### [Work order]
Reproduce all of the data that follows, character for character.

### [Data shown]
------------
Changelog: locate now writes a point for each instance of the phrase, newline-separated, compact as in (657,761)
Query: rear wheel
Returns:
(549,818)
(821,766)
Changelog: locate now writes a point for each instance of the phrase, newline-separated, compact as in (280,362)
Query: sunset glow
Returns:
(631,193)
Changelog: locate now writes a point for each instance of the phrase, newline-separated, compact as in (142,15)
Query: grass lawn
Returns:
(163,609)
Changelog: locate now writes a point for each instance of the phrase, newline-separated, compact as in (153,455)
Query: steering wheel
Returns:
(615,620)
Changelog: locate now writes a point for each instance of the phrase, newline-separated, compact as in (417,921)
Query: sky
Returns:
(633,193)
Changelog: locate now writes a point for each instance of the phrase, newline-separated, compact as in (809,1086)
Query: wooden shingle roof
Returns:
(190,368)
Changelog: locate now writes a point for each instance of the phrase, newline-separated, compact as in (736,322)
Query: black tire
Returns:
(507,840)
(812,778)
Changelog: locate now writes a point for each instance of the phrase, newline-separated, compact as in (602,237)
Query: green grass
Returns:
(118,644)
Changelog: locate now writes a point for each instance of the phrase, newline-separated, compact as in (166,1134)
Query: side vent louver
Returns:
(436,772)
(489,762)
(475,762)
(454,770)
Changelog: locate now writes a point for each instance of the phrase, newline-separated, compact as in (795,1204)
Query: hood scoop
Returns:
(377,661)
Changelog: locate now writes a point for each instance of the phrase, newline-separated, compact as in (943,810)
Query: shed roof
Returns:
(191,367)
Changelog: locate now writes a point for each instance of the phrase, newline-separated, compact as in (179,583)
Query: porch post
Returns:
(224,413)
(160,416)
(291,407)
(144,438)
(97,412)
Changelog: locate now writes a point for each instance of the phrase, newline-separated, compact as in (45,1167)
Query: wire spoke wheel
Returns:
------------
### [Completed exercise]
Changelog: locate now writes a point for each instance of the phrase, newline-separated, compact as in (657,761)
Query: rear wheel
Returns:
(549,818)
(821,766)
Changelog: locate now writes a point for each instance of the phrase, newline-separated, compact as in (280,362)
Query: sunset glow
Returns:
(631,193)
Changelog: locate now writes a point for each instance of the phrase, newline-separated, compact as in (142,15)
Query: grass lawn
Returns:
(163,609)
Changelog: locate now writes a point for each instance of the phrase, newline-separated, compact as in (153,455)
Query: steering wheel
Returns:
(615,620)
Changelog: locate now writes a point for each instance of the phrase, newline-separated, compact as in (417,921)
Query: sky
Returns:
(633,193)
Changelog: locate now writes a point for each instance of the phrase, newline-separated, compact as in (809,1086)
Query: wooden shingle roof
Returns:
(190,368)
Changelog: locate now writes a point for each instance of the phrase, newline-separated, compact as in (736,322)
Query: black tire
Returns:
(507,840)
(812,778)
Changelog: locate now writes a point for each instance of the phrase, newline-separated, compact as in (602,237)
Query: green grass
Returns:
(118,644)
Changelog: locate now writes a point for each instance of the phrase, newline-separated, compact as in (166,1134)
Query: side vent louver
Returns:
(436,772)
(489,762)
(475,762)
(454,770)
Changelog: locate now writes a point for each instance of the phrase, newline-separated, compact as in (795,1204)
Query: hood scoop
Returns:
(377,661)
Changelog: locate now writes a point for each instance of the phrase, newline-separated, compact as in (943,810)
Query: shed roof
Returns:
(191,367)
Changelog: locate now writes a point for each instance of the phrase, newline-separated, compact as in (179,583)
Query: porch post
Returns:
(224,413)
(160,416)
(291,407)
(144,438)
(97,412)
Changelog: locate now writes a point for each instance of the phrase, newline-separated, compact as in (45,1167)
Query: wire spoke wheel
Returns:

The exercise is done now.